Instruction 1: From the passage on crossover kayaks, quote word for word the part starting with "Is there a single" and going on through "appearances are deceiving.".

########################################

Is there a single kayak for all purposes? (whitewater and lakes)
Today’s topic is one that so many of my customers frequently ask about. Crossover kayaks (the industry marketing term) are pretty popular and seem like they really HAVE found the perfect combination. As an unaffiliated industry pro, and one who has demoed them, let me explain why appearances are deceiving.
- In whitewater, or moving rivers, you need the ability to make instant changes of direction. The best kayaks in this class have a planning, or flat hull design, which helps in quick changes of location in an instant. They are also usually 6-9 feet in length. Taking a 12′ crossover kayak on these rivers will be a challenge when you need to ferry from on side of the river to the other, quickly. In real terms, they are too slow to respond to instant course changes. They would be okay in a class 1 river, like the nearby Flint, for example, but for class 2 and above, with faster current and more obstacles to navigate around, they are just too big and bulky for that purpose.

########################################

Instruction 2: How many lines in the rows contain the string "Target"? Reply with the number alone.

########################################

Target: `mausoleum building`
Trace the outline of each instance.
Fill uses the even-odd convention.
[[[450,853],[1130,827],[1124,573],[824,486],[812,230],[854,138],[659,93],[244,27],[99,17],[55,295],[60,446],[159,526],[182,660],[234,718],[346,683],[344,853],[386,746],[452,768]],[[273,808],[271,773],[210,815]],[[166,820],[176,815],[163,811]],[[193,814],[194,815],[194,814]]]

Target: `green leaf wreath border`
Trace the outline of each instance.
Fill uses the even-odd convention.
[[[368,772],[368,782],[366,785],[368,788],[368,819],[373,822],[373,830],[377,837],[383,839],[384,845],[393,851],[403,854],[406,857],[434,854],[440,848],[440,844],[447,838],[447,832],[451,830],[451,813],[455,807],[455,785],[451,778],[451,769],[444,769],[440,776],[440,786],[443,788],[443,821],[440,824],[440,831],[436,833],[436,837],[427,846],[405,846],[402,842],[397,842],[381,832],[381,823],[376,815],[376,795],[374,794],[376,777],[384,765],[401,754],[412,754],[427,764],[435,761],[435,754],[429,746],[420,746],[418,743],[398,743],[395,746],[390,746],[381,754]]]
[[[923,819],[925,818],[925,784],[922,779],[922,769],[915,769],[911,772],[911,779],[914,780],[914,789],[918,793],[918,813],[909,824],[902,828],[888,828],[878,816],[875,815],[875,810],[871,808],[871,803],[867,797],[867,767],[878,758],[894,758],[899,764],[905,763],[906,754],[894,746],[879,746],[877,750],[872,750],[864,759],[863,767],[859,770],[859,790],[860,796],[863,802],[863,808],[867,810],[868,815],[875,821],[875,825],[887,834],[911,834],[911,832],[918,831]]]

########################################

Exercise result 1:
Is there a single kayak for all purposes? (whitewater and lakes)
Today’s topic is one that so many of my customers frequently ask about. Crossover kayaks (the industry marketing term) are pretty popular and seem like they really HAVE found the perfect combination. As an unaffiliated industry pro, and one who has demoed them, let me explain why appearances are deceiving.

Exercise result 2: 2